Rewrite every line of the records below, from the line containing "Task: For every instance of the white buoy" down through the final line, both included, keeping each request as it is and multiplying each x and y coordinate in the answers by 2.3, rounded to a whole number with halves going up. Return only those lines.
##########
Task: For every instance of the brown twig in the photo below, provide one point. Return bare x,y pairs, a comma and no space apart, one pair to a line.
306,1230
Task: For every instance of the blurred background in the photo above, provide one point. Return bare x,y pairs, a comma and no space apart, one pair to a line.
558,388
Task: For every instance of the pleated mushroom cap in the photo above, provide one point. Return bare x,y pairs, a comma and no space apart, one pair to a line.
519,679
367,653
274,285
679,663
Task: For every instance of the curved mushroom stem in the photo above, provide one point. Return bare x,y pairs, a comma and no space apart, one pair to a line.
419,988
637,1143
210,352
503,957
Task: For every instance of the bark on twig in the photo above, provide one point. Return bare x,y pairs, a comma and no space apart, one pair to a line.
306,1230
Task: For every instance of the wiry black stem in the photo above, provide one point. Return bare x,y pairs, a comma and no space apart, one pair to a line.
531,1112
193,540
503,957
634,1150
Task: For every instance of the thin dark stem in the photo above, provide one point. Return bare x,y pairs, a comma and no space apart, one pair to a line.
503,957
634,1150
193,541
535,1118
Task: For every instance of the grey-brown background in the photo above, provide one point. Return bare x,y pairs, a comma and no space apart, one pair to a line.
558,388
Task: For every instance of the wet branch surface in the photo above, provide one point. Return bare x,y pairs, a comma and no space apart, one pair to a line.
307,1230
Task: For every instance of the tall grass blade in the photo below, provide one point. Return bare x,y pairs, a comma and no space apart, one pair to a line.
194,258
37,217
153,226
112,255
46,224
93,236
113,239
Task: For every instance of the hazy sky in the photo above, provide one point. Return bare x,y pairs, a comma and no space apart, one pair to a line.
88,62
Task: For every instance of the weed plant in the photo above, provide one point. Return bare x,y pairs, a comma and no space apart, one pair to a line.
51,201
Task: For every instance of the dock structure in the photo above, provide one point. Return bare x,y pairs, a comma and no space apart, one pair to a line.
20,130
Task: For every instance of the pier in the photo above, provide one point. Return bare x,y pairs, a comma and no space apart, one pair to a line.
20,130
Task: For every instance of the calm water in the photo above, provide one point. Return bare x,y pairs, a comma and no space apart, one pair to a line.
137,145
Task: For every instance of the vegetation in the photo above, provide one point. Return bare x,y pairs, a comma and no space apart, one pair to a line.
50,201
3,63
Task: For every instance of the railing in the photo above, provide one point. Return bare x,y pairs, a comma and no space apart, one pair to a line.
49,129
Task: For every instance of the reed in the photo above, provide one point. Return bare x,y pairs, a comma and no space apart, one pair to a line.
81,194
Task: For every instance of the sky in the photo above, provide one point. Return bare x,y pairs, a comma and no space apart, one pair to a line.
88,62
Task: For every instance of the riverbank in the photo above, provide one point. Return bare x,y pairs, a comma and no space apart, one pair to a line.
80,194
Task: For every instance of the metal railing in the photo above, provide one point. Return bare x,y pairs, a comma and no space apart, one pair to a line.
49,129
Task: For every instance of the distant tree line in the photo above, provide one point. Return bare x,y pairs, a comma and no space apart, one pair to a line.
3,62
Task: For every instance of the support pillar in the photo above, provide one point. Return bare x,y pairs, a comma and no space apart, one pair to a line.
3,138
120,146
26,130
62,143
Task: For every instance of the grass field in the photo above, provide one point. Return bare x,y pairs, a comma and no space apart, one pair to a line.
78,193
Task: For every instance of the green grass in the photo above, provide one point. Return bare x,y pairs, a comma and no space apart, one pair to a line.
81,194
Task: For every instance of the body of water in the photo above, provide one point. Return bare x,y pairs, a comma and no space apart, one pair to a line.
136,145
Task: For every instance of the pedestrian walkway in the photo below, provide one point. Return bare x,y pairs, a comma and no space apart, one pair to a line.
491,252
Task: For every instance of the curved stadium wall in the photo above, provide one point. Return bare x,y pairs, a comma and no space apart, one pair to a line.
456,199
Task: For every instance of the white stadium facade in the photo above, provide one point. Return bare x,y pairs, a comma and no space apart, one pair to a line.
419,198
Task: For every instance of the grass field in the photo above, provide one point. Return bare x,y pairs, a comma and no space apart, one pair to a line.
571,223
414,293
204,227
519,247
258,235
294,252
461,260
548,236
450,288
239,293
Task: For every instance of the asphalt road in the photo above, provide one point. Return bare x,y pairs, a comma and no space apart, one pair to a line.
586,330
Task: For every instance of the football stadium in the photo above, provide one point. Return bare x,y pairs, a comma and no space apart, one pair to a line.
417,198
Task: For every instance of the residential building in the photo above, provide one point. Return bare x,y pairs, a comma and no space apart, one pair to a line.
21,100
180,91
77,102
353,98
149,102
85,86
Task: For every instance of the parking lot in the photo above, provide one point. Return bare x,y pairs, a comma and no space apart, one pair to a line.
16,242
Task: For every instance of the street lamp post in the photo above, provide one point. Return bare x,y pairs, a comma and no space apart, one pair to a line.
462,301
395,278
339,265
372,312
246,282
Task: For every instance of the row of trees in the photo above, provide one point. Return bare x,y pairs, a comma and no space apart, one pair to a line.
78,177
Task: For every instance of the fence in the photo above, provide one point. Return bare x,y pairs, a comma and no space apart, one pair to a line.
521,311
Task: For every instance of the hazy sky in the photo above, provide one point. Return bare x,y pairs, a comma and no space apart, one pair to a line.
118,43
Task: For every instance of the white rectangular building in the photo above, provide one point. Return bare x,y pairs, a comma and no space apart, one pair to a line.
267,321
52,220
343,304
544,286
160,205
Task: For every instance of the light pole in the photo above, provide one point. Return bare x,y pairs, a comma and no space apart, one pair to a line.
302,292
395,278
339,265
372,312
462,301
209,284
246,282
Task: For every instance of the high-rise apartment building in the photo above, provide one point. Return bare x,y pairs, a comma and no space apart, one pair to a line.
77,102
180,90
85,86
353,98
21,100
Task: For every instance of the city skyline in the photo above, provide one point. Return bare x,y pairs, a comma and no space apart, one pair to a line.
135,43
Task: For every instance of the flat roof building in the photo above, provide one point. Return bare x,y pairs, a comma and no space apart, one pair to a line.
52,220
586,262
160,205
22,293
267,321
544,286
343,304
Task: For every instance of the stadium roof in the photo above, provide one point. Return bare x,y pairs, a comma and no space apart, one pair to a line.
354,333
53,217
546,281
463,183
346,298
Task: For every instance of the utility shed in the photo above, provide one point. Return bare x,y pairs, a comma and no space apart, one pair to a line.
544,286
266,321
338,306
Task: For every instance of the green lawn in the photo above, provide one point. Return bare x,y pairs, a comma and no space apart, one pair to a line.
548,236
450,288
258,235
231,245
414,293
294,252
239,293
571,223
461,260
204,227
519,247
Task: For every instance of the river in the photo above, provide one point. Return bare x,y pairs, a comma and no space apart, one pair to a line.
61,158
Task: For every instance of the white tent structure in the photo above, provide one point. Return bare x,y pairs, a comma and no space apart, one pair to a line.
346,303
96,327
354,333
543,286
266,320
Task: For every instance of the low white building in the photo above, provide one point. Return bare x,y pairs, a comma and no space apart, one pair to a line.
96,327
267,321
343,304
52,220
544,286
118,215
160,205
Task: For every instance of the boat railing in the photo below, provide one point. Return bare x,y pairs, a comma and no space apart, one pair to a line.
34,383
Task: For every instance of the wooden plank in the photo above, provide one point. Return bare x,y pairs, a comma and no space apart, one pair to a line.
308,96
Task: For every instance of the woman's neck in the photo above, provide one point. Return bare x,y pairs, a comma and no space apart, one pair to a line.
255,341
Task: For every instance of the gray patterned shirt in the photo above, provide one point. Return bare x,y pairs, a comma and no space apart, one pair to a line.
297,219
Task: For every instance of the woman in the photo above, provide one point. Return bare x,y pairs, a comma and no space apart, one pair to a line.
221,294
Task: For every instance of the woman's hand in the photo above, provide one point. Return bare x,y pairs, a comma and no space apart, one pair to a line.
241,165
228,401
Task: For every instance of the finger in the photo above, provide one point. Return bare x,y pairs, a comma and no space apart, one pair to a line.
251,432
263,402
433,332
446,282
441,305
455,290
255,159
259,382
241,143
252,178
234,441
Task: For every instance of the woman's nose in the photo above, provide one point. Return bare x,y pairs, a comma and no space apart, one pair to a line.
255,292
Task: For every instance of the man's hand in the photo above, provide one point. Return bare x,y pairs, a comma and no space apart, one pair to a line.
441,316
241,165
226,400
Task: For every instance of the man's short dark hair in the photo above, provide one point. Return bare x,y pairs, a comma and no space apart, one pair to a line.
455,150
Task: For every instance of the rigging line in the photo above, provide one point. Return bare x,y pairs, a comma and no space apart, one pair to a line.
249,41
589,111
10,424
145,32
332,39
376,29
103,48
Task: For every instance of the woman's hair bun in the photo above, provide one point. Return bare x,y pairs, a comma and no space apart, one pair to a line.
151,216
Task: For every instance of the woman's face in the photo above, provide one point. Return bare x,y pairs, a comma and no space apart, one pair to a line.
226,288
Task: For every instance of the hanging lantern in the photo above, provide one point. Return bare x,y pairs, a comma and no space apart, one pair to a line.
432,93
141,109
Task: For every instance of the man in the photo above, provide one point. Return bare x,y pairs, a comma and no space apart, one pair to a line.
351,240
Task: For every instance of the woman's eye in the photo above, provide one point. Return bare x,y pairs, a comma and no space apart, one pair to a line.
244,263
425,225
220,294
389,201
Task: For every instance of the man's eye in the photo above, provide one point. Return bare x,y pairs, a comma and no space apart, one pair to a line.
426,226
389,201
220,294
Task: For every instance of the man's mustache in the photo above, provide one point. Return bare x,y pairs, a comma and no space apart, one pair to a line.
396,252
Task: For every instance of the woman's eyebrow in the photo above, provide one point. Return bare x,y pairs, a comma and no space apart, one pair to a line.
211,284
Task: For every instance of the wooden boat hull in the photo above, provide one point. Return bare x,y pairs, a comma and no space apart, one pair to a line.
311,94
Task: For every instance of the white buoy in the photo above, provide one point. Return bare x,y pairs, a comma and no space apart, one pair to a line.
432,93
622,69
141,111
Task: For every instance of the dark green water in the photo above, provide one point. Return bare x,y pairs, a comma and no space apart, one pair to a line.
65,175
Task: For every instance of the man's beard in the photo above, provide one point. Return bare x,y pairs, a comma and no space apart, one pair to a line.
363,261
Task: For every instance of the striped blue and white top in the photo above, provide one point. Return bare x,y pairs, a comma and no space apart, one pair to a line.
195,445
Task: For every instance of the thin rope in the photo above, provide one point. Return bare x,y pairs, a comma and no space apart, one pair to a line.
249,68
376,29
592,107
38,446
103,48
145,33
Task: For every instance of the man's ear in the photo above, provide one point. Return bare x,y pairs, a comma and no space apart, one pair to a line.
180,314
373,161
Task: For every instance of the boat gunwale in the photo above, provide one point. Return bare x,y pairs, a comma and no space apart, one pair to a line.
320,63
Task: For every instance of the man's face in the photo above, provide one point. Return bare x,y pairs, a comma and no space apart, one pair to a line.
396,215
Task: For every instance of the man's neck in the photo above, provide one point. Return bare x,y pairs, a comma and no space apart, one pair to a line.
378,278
##########
Answer to the exercise:
Task: For every instance of the white buoy in the photo above, provide one point. Return bare x,y pairs, a comma and no space apart, one pair to a line.
994,214
1431,159
324,255
Task: For every instance of the dark green water in the photo above, provide one point. Return bare x,y pairs, a comma and no space apart, one pair to a line.
150,403
Task: For every instance of the man's beard in the photo above, provide one point. Return bare x,y pairs, a comma and no space apart, one pair to a line.
835,600
Task: For every instance of the striped blue and white top in the photo above, provide one point. Return bare x,y pairs, a comma and no space apart, one pair to a line.
449,1024
Task: For every instance of the thin rope in the photo above, provide one point. Return bare x,y pairs, a comma and no space apart, one pair to a line.
573,156
865,67
1362,246
87,1026
237,110
334,76
Task: For every instance of the man's ear in the photo above, provide one point. Return bare x,y pairs, a comma and no space apart, one pair to a line.
414,722
858,370
Task: For every instance of the boat gunwale in the photo above, provide one point. Return bare x,y pairs, a comma and no space apart, one pair to a line.
736,145
Task: For every instance of the man's face in the photo above, provide one point. Return bare x,y pairs, a comma and no space apart, one pair to a line.
911,495
Task: For every instance of the man's neck in the photo above, provide one point. Return bare x,y pairs, a comma and no space apart, one pair to a line.
869,639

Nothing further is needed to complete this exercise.